TASK DESCRIPTION >>
With nothing added or dropped, output every record below exactly.

LISTED ENTRIES >>
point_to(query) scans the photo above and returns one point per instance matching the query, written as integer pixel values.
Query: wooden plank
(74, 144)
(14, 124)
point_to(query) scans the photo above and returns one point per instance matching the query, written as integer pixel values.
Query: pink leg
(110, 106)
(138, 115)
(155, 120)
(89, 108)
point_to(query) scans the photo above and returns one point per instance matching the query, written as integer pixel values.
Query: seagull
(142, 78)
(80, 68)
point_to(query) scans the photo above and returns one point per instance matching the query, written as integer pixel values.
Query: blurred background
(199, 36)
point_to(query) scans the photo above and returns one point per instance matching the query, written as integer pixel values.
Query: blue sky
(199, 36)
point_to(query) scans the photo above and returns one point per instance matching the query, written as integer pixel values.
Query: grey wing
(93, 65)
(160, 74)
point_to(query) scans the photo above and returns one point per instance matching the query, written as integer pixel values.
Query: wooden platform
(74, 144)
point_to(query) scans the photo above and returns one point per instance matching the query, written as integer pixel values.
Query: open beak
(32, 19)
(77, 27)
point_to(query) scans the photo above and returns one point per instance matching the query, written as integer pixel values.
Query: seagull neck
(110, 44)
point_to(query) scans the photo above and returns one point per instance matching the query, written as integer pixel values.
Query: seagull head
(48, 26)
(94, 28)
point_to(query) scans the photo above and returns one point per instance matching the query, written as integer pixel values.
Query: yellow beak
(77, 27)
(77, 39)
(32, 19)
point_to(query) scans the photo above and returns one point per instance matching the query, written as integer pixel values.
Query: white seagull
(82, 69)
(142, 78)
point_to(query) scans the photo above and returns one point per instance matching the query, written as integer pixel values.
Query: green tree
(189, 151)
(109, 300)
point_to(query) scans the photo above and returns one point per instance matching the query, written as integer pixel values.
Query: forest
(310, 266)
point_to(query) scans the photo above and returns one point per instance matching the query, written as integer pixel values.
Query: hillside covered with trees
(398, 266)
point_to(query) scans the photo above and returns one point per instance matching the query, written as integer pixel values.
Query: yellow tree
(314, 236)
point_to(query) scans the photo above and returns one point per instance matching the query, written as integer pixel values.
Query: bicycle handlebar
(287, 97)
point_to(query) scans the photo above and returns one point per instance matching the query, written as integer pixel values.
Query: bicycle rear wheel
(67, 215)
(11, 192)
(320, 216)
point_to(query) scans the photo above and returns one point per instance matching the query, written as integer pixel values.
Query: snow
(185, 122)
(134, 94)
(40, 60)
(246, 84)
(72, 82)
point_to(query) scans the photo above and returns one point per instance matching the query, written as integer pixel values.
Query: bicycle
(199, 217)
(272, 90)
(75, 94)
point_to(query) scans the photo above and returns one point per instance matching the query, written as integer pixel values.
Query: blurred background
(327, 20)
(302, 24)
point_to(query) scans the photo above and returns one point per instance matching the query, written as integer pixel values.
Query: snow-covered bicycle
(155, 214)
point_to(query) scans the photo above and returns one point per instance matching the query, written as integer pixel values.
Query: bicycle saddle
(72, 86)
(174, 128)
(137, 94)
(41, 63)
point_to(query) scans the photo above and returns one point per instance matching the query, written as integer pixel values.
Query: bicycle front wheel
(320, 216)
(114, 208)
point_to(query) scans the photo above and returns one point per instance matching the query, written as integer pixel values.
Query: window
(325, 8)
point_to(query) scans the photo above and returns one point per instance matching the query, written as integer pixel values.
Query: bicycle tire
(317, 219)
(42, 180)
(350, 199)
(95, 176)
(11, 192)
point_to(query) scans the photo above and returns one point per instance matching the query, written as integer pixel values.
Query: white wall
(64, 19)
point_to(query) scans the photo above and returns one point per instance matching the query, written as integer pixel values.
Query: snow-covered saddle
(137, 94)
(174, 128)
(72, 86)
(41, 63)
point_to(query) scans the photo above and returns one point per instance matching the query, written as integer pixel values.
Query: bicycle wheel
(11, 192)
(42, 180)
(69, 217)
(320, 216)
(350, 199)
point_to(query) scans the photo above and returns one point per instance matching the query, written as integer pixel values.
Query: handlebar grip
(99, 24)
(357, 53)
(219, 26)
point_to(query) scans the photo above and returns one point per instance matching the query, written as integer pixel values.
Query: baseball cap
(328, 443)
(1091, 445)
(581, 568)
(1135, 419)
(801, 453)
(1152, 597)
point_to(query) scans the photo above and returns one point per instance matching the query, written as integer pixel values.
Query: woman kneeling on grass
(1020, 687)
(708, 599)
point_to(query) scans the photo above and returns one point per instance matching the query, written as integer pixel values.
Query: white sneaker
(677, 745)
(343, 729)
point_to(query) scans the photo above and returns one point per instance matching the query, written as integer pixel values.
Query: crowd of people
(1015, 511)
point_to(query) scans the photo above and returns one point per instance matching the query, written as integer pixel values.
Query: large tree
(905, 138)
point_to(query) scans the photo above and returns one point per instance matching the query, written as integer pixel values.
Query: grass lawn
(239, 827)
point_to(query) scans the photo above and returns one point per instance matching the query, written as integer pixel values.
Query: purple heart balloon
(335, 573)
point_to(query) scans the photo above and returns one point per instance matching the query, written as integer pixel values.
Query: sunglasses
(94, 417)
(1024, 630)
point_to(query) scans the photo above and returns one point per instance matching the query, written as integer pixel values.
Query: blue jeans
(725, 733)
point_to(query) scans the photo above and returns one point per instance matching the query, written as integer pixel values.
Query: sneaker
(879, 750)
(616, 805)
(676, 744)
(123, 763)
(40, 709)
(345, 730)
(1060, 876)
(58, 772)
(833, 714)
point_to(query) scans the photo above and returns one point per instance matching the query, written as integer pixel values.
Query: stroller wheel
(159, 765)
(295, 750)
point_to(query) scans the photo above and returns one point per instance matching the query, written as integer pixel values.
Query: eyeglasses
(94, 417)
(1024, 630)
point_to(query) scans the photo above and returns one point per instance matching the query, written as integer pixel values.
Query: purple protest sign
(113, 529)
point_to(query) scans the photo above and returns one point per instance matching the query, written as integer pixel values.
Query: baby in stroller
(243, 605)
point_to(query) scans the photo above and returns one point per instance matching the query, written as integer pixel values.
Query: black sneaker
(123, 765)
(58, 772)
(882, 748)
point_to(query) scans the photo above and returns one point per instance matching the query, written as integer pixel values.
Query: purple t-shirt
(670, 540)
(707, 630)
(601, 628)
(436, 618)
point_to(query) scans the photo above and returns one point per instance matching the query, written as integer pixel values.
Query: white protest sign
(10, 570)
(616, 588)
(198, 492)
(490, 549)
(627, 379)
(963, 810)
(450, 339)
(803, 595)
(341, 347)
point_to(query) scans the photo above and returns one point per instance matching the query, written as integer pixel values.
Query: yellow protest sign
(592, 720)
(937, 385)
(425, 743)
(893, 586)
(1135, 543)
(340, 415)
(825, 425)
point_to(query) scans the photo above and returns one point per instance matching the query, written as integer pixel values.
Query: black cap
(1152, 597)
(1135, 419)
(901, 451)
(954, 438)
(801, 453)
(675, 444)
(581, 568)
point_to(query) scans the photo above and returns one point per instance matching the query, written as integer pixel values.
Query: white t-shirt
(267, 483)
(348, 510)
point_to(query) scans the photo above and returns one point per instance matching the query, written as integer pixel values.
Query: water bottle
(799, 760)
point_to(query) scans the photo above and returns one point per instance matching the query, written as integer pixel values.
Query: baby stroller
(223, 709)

RESPONSE TO THIS EXERCISE >>
point_to(query) scans the photo above and returns one point per instance matching the query, written as integer pixel values.
Query: wooden plank
(74, 144)
(14, 124)
point_to(query) scans the photo above and returns one point per instance matching the query, written as integer pixel values.
Query: pink leg
(110, 106)
(138, 115)
(155, 120)
(89, 108)
point_to(query) scans the photo above and returns one point per instance matching the query, written as integer pixel values.
Query: seagull
(142, 78)
(80, 68)
point_to(query) scans the photo above and returns one point per instance matching the query, written as integer pixel values.
Query: blurred background
(199, 36)
point_to(query) scans the photo above and returns one point per instance matching the query, written as integer pixel values.
Query: blue sky
(199, 36)
point_to(query) scans the photo above and returns one point per instance matching the query, written as integer pixel values.
Query: grey wing
(93, 65)
(160, 74)
point_to(query) scans the photo above and returns one point per instance matching the query, written as integer pixel values.
Query: wooden platform
(74, 144)
point_to(query) scans the photo above and returns one point per instance matching the query, written as integer pixel values.
Query: open beak
(32, 19)
(77, 27)
point_to(query) scans the photo above and returns one point per instance matching the query, written as integer pixel values.
Query: seagull neck
(110, 44)
point_to(query) scans the photo above and returns one point per instance matching the query, written as integer pixel values.
Query: seagull head
(48, 26)
(94, 28)
point_to(query) scans the photo above and returns one point per instance matching the query, written as integer pixel values.
Query: yellow beak
(77, 27)
(77, 39)
(32, 19)
point_to(query) scans the photo above and returns one point per instance matching the query, written as integer pixel values.
Query: white seagull
(82, 69)
(142, 78)
point_to(query) scans the photo above and returns one point per instance matching the query, written as integer pixel values.
Query: green tree
(189, 151)
(109, 300)
point_to(query) scans the photo above and returns one point per instance matching the query, written as integer pixel values.
Query: forest
(310, 266)
point_to(query) scans the photo above and returns one point per instance matching the query, written as integer pixel values.
Query: hillside covered with trees
(398, 266)
point_to(query) scans the photo above and returns one point per instance matching the query, written as integer pixel values.
Query: yellow tree
(314, 236)
point_to(query) scans the photo above and returns one point per instance matching the query, written as integer pixel values.
Query: bicycle handlebar
(287, 97)
point_to(query) scans the photo above and returns one point per instance matching the query, written as integer pixel values.
Query: bicycle rear wheel
(67, 215)
(11, 192)
(320, 216)
point_to(query) scans the photo above and returns one point per instance matching the query, written as integer pixel values.
Query: snow
(185, 122)
(134, 94)
(40, 60)
(246, 84)
(72, 82)
point_to(query) scans the photo above and returns one point per instance matching the query, written as integer pixel values.
Query: bicycle
(199, 217)
(272, 90)
(75, 94)
point_to(query) scans the photo above and returns one point per instance matching the query, written as integer pixel values.
Query: blurred background
(327, 20)
(302, 24)
point_to(query) scans the photo above and returns one point per instance matching the query, written as integer pixel values.
Query: snow-covered bicycle
(155, 214)
point_to(query) scans the photo above and returns one point per instance matching the query, written as integer pixel values.
Query: bicycle saddle
(72, 86)
(174, 128)
(137, 94)
(41, 63)
point_to(query) scans the photo above and returns one point per instance matching the query, written as integer pixel values.
Query: bicycle front wheel
(320, 216)
(114, 208)
point_to(query) scans the photo above and returns one point per instance matching the query, written as integer pixel values.
Query: window
(325, 8)
point_to(query) scans the photo above and returns one point per instance matching the query, written as integer pixel values.
Query: bicycle tire
(317, 219)
(42, 180)
(350, 199)
(95, 176)
(11, 192)
point_to(query) scans the photo above and returns one point per instance matching the query, written as integer pixel values.
Query: white wall
(64, 19)
point_to(query) scans the photo above and returns one point per instance matching the query, written as integer pixel values.
Query: snow-covered saddle
(137, 94)
(174, 128)
(72, 86)
(41, 63)
point_to(query) scans the photo above and returns one point per instance matching the query, written as integer pixel values.
Query: bicycle wheel
(11, 192)
(42, 180)
(69, 217)
(320, 216)
(350, 199)
point_to(query) scans the photo above and returns one point per instance matching the query, written as integer pixel values.
Query: handlebar grip
(99, 24)
(357, 53)
(219, 26)
point_to(query) scans the photo above and returns one point per instance matching the query, written as integer pixel values.
Query: baseball cap
(328, 443)
(1091, 445)
(581, 568)
(1135, 419)
(801, 453)
(1152, 597)
point_to(query) scans the photo above and returns one point per instance matching the query, written as integer pixel values.
Query: woman kneeling on grass
(1020, 687)
(708, 599)
point_to(query) scans the photo above and returns one point per instance matching the query, written as integer pixel values.
Query: white sneaker
(677, 745)
(343, 729)
point_to(query) scans the photo above and returns one point per instance matching the query, written as integer pixel values.
Query: crowd of people
(1015, 511)
point_to(query) scans the photo above and returns one point per instance matching the query, written as integer pixel values.
Query: large tree
(905, 138)
point_to(query) scans the photo above and returns one point per instance matching the query, written as integer pixel values.
Query: grass lawn
(239, 827)
point_to(query) scans the photo above and returns one point per instance matching the query, written as integer pixel values.
Query: purple heart balloon
(335, 573)
point_to(query) scans the photo above and returns one point per instance matching the query, written as integer pixel values.
Query: sunglasses
(94, 417)
(1024, 630)
point_to(query) scans the photo above and returns one point per instance matching the query, written as integer pixel values.
Query: blue jeans
(725, 733)
point_to(query) scans the photo above and returns one point per instance matching the query, written as integer pixel values.
Query: sneaker
(879, 750)
(616, 805)
(676, 744)
(123, 763)
(40, 709)
(345, 730)
(1060, 876)
(58, 772)
(833, 714)
point_to(query) scans the photo above and returns one point per instance matching the query, written as integer pixel values.
Query: stroller wheel
(159, 765)
(295, 750)
point_to(query) scans the photo above and returns one point per instance matching the query, written as integer pixel values.
Query: eyeglasses
(94, 417)
(1024, 630)
point_to(query) scans the photo above and returns one point per instance matching the query, written as integer pixel values.
Query: purple protest sign
(113, 529)
point_to(query) scans the photo above and returns one point per instance matching the query, written as integer pixel values.
Query: baby in stroller
(243, 605)
point_to(query) scans the photo above and returns one point per instance matching the query, written as integer pixel values.
Query: black sneaker
(123, 765)
(58, 772)
(882, 748)
point_to(query) scans the photo above and returns one point per instance matching the query, written as integer pixel values.
Query: purple t-shirt
(670, 540)
(707, 630)
(601, 628)
(436, 618)
point_to(query) scans the photo above and returns one point per instance matching the query, written as integer pixel values.
Query: white protest sign
(10, 570)
(616, 588)
(198, 492)
(490, 549)
(627, 379)
(963, 810)
(450, 339)
(803, 595)
(341, 347)
point_to(query) scans the photo above and returns one point per instance matching the query, written as integer pixel values.
Query: yellow protest sign
(592, 720)
(937, 385)
(425, 743)
(893, 586)
(1135, 543)
(340, 415)
(825, 425)
point_to(query) scans the photo above and returns one point per instance matching the query, written as integer pixel values.
Query: black cap
(1152, 597)
(1135, 419)
(901, 451)
(954, 438)
(801, 453)
(675, 444)
(581, 568)
point_to(query) scans the photo above and returns one point per instance matching the query, written as integer pixel values.
Query: white t-shirt
(267, 483)
(348, 510)
point_to(query) scans the photo above and returns one point per instance matching the query, written as integer pixel values.
Query: water bottle
(799, 760)
point_to(query) scans the photo above and returns one point per instance matching the query, written as integer pixel values.
Query: baby stroller
(223, 709)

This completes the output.